_DATA ENTRIES_:
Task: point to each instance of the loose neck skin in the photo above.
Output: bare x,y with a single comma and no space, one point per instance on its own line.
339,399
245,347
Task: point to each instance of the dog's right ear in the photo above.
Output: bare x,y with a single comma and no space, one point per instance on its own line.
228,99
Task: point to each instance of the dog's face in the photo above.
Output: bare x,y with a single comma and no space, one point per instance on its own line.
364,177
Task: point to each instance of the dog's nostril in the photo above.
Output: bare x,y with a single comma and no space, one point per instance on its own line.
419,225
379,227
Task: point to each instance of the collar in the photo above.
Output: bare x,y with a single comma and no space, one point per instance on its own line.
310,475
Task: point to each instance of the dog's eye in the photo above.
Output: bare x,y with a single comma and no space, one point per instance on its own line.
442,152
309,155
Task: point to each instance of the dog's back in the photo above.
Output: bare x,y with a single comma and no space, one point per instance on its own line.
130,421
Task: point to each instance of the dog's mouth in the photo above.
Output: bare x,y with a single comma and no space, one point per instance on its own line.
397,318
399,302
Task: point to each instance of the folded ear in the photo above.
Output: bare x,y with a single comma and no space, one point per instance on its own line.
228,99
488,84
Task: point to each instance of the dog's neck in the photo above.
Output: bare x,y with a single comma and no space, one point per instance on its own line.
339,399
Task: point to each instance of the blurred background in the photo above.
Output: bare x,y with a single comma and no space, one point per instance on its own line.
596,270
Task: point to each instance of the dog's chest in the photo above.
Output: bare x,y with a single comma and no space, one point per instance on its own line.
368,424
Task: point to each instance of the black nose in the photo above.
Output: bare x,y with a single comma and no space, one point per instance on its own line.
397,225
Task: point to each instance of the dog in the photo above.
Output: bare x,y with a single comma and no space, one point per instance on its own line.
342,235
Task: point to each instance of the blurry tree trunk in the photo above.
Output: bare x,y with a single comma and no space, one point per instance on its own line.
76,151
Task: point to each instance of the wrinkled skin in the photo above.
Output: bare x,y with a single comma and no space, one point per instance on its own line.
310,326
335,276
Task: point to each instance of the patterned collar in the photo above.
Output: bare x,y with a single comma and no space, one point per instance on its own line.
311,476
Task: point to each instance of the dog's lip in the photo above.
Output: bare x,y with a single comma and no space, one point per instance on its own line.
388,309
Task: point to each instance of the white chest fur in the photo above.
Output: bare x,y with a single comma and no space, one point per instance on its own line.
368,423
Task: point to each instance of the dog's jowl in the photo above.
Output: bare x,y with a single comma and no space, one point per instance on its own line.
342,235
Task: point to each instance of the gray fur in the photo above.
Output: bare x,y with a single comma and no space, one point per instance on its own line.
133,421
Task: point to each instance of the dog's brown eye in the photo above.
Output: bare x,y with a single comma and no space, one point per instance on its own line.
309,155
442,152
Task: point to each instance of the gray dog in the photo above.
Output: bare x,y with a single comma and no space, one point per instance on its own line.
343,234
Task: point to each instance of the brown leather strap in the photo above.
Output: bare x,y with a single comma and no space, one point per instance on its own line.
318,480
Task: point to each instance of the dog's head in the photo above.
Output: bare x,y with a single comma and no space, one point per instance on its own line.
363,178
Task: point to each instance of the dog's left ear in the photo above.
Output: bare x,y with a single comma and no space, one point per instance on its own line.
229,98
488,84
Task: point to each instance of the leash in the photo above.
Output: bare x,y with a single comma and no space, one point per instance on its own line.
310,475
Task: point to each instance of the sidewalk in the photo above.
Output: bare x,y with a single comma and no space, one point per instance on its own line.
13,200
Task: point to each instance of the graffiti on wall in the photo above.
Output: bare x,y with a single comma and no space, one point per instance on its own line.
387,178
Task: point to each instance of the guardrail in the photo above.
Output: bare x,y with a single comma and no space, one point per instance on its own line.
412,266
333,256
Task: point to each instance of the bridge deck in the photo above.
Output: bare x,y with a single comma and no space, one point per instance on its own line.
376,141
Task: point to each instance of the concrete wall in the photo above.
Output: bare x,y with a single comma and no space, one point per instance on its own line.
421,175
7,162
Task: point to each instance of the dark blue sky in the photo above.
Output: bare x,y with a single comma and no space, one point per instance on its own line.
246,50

_EXERCISE INSTRUCTIONS_: All of the material must be reproduced exactly.

_THE SOLUTION_:
Task: point to each instance of the loose neck skin in the photo above.
Output: bare x,y with a single comma and no space, one point per instance on its own line.
339,399
245,347
Task: point to each instance of the dog's right ear in the photo above.
Output: bare x,y with a single comma and no space, one point per instance on its own line.
228,99
Task: point to each instance of the dog's face in the photo above.
Output: bare x,y with a single comma and no space, one point per instance on its own line.
364,177
Task: point to each instance of the dog's nostril in the photo above.
Output: bare x,y with a single comma and no space, one point per instance on its own line.
419,225
379,227
Task: point to each instance of the collar in the photo above.
Output: bare x,y with a single comma and no space, one point per instance on its own line.
310,475
Task: point to each instance of the dog's eye in the photo above.
Output: bare x,y with a single comma and no space, one point per instance on its own line.
442,152
309,155
Task: point to each instance of the dog's back in the photo above.
Output: bare x,y with a single comma and no space, one point per instance on its own line.
130,421
Task: point to each instance of the dog's mouth in the photo above.
Output: bare x,y with a single comma and no space, one point per instance on its own line.
397,318
399,302
Task: point to each instance of the folded ear in the photo above.
Output: bare x,y with a single comma and no space, one point per instance on its own line.
228,99
488,84
Task: point to each instance of the dog's neck in the photo above.
Output: bare x,y with a single comma and no space, one point per instance on its own line.
339,399
Task: point to each instance of the blurred background in the photo above.
Output: bare x,y with a single comma and no space, one point per instance on its own line.
596,270
Task: point to each instance of the dog's chest in the photo above.
Output: bare x,y with a single comma and no space, one point per instance on its own line.
368,424
Task: point to each instance of the black nose in the photo above.
Output: bare x,y with a single comma and no space, one point per instance on its own line.
397,225
Task: point to each instance of the dog in the photo above.
Output: bare x,y with a single comma and no space, one point per instance on its own line.
342,235
Task: point to each instance of the blurry tree trunk in the photo above.
Output: bare x,y with a single comma and no space, one point per instance on its own line.
76,151
Task: point to each instance of the wrinkled skin in the photo above.
Output: bare x,y with a single comma and no space, one point per instance on its own line.
310,326
335,276
Task: point to each instance of the patterned collar in the photo above.
Output: bare x,y with a single comma and no space, one point per instance on its own line.
311,476
Task: point to each instance of the dog's lip in the photo above.
Output: bare x,y with a single comma and no space, one point per instance on its own line.
388,309
Task: point to each instance of the white chest fur in the photo above.
Output: bare x,y with a single comma and no space, one point per instance on its own line.
368,423
Task: point to each instance of the dog's jowl in the photo above.
Output: bare x,y with a single comma and no space, one point per instance on its own line.
342,235
Task: point to each instance of the gray fur in the photo above.
Output: bare x,y with a single comma and no space, one point per instance on its own line.
133,421
Task: point to each instance of the dog's brown eye in the photo above.
Output: bare x,y with a single comma and no space, one point per instance on its own line.
309,155
442,152
Task: point to each instance of the gray dog in the photo above.
Output: bare x,y with a single comma and no space, one point per instance on its own line.
343,234
Task: point to each instance of the brown leather strap in the photo above.
Output: bare x,y with a single comma and no space, one point per instance on its own line.
318,480
Task: point to each instance of the dog's head in the photo above.
Output: bare x,y with a single comma and no space, one point per instance on its own line.
363,178
Task: point to each instance of the dog's left ear in the photo above.
Output: bare x,y with a single comma and no space, one point per instance on its own line.
229,98
488,84
Task: point to each instance of the leash in the photo above.
Output: bare x,y with a single comma and no space, one point per instance on its own line.
310,475
Task: point to each instance of the sidewalk in the photo above.
Output: bare x,y with a single comma and no space, one point per instance on its own line.
13,200
Task: point to each instance of the graffiti on wall in the photo above.
Output: bare x,y with a single comma and no space, one point per instance on its own line.
387,178
Task: point to each instance of the guardrail in the photo above.
Output: bare x,y with a single comma and no space, one point per instance on its own line.
412,266
333,256
Task: point to each instance of the bridge deck in the photo above.
Output: bare x,y with a single comma and no space, one point per instance on its own line.
376,141
Task: point to each instance of the concrete wall in the photo above.
Output: bare x,y with a single comma and no space, one point per instance on its own line.
421,175
7,162
Task: point to each instance of the dark blue sky in the photo above.
Output: bare x,y with a single comma and no space, one point per instance on its own line.
246,50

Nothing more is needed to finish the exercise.